■ **TEXT PROVIDED**:
+-------+

No Shares will be issued pursuant to the exercise of an Option unless such issuance and such exercise shall comply with all relevant provisions of law and the requirements of any stock exchange upon which the Shares may then be listed. Assuming such compliance, for income tax purposes the Shares shall be considered transferred to the Optionee on the date on which the Option is exercised with respect to such Shares.

3. Optionee's Representations. In the event the Shares purchasable pursuant to the exercise of this Option have not been registered under the Securities Act of 1933, as amended, at the time this Option is exercised, Optionee shall, if required by the Company, concurrently with the exercise of all or any portion of this Option, deliver to the Company his or her Investment Representation Statement in the form attached hereto as Exhibit B.

4. Method of Payment. Payment of the Exercise Price shall be by any of the following, or a combination thereof, at the election of the Optionee:

(a) cash;

(b) check;

(c) surrender of other shares of Common Stock of the Company which (A) in the case of Shares acquired pursuant to the exercise of a Company option, have been owned by the Optionee for more than six (6) months on the date of surrender, and (B) have a Fair Market Value on the date of surrender equal to the Exercise Price of the Shares as to which the Option is being exercised; or

(d) delivery of a properly executed exercise notice together with such other documentation as the Administrator and the broker, if applicable, shall require to effect an exercise of the Option and delivery to the Company of the sale or loan proceeds required to pay the Exercise Price.

5. Restrictions on Exercise. This Option may not be exercised until such time as the Plan has been approved by the stockholders of the Company, or if the issuance of such Shares upon such exercise or the method of payment of consideration for such shares would constitute a violation of any Applicable Laws.

6. Termination of Relationship. In the event an Optionee's Continuous Status as an Employee or Consultant terminates, Optionee may, to the extent otherwise so entitled at the date of such termination (the "Termination Date"), exercise this Option during the Termination Period set out in the Notice of Grant. To the extent that Optionee was not entitled to exercise this Option at the date of such termination, or if Optionee does not exercise this Option within the time specified herein, the Option shall terminate.

+-------+

■ **Pointing records**:

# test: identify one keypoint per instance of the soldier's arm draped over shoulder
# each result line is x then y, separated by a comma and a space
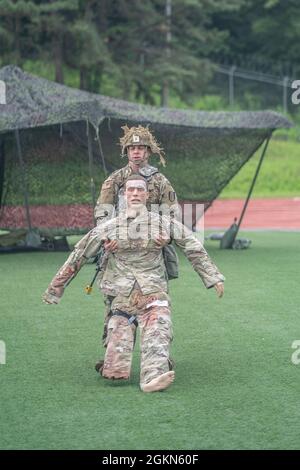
196, 253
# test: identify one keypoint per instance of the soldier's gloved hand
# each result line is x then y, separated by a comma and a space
219, 287
161, 241
51, 297
111, 245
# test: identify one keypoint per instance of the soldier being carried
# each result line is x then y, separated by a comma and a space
139, 285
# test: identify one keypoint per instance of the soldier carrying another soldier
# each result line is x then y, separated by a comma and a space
137, 144
139, 285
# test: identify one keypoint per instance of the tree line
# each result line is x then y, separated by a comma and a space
148, 48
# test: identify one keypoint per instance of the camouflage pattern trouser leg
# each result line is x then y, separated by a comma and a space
120, 344
107, 302
153, 315
155, 338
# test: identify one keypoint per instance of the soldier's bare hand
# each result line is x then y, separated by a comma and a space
161, 241
219, 287
111, 245
50, 299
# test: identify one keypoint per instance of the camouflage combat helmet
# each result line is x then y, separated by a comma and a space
140, 136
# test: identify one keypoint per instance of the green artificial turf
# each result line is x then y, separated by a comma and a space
235, 386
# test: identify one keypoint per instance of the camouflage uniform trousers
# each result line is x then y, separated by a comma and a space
154, 319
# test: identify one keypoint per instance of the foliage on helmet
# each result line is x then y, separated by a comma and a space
141, 136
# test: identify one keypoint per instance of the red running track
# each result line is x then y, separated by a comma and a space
276, 214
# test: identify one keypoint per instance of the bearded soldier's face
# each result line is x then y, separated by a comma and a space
136, 193
138, 154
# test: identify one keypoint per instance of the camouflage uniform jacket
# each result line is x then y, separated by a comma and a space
111, 195
137, 258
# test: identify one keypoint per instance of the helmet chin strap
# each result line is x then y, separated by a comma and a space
145, 158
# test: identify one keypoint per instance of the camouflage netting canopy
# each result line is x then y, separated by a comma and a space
58, 143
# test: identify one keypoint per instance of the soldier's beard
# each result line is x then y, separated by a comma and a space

+-------+

Answer these questions from the option agreement text:
(a) For income tax purposes, on what date are the Shares considered transferred to the Optionee?
(b) How long must surrendered shares acquired through a Company option have been owned by the Optionee?
(c) Who must approve the Plan before the Option may be exercised?
Rely only on the option agreement text to answer.

(a) The date on which the Option is exercised with respect to those Shares.
(b) More than six (6) months on the date of surrender.
(c) The stockholders of the Company.